## REQUEST
Can you transcribe every line of the records below, character for character, without including the pictures?

## DATA EXCERPTS
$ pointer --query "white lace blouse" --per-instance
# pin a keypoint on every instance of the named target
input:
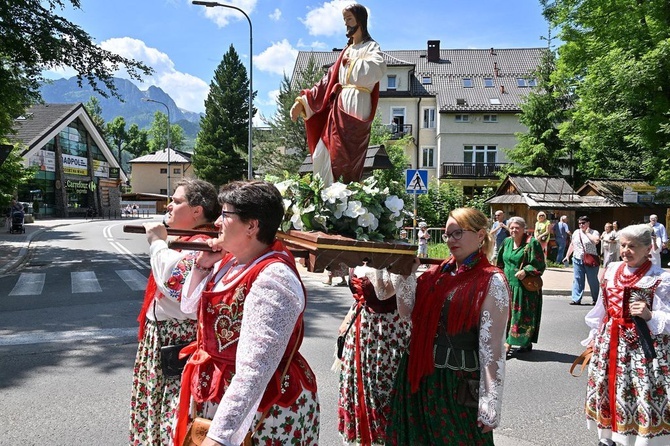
(272, 307)
(492, 333)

## EXERCISE RESPONSE
$ pointer --query "white lace blouse" --per-instance
# pin a keypoint on every instance of the named target
input:
(272, 307)
(492, 333)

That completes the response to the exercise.